TASK TO CARRY OUT:
Please count the lines in the data below that contain the word "apple", treating uppercase and lowercase as different. Reply with only the number.

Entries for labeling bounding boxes
###

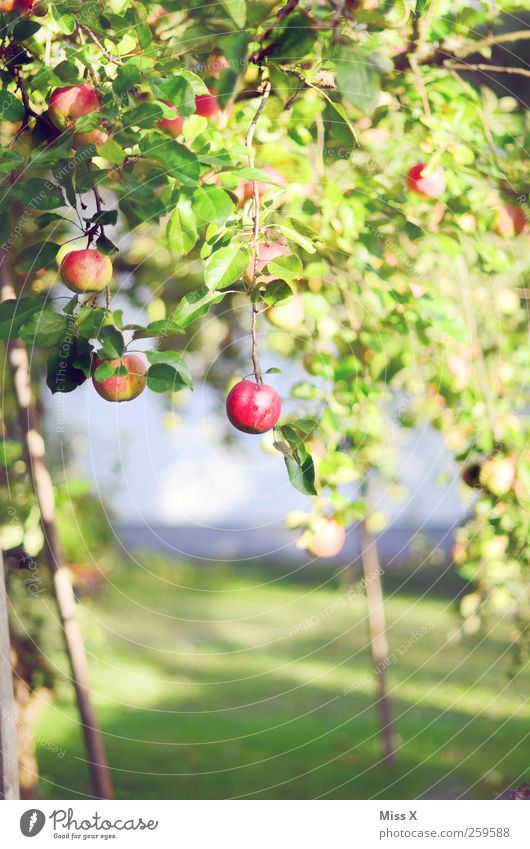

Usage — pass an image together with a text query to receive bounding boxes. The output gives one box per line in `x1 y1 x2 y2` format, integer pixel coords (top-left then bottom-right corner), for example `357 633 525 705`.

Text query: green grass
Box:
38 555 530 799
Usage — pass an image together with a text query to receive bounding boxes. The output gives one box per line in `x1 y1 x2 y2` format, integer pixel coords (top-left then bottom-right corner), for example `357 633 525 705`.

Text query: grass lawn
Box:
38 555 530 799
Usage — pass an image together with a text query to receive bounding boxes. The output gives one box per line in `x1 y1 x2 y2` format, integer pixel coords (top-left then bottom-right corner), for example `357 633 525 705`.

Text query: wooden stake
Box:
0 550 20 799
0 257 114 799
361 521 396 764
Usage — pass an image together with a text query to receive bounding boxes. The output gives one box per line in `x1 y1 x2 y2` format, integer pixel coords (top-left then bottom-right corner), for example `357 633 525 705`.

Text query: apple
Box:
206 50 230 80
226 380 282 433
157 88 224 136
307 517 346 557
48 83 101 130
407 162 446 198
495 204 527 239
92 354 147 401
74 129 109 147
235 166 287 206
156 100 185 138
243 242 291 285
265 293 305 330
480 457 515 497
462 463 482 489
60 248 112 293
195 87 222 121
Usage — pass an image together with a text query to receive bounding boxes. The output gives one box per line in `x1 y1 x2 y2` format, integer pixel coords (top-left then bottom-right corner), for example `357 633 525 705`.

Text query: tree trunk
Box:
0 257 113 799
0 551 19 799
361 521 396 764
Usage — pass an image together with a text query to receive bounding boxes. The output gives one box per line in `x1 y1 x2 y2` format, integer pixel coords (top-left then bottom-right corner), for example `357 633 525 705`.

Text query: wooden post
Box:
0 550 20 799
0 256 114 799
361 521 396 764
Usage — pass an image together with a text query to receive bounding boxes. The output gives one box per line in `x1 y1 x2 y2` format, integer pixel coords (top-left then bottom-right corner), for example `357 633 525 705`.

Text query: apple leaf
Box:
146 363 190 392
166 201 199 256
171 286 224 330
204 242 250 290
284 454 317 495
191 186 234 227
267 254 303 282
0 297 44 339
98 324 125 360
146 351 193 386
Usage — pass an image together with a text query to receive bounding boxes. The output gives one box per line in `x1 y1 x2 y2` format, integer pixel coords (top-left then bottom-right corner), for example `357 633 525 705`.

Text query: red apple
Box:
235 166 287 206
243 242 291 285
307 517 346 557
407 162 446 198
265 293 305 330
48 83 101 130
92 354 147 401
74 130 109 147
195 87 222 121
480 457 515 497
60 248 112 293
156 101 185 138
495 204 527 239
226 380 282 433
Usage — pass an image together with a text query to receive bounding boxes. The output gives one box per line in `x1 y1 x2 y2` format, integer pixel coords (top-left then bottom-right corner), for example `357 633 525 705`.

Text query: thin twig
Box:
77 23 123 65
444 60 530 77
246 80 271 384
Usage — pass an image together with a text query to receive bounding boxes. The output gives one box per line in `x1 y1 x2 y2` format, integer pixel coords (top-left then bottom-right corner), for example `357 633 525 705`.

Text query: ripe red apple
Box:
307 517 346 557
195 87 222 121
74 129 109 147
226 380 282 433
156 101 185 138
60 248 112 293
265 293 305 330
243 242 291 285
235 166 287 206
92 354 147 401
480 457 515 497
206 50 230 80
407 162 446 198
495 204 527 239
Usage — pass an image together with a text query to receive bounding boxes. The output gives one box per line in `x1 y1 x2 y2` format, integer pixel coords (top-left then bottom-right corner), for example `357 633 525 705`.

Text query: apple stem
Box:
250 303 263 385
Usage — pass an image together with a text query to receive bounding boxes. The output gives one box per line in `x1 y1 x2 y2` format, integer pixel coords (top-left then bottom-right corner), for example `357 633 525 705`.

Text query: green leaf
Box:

###

IN RESPONSE:
5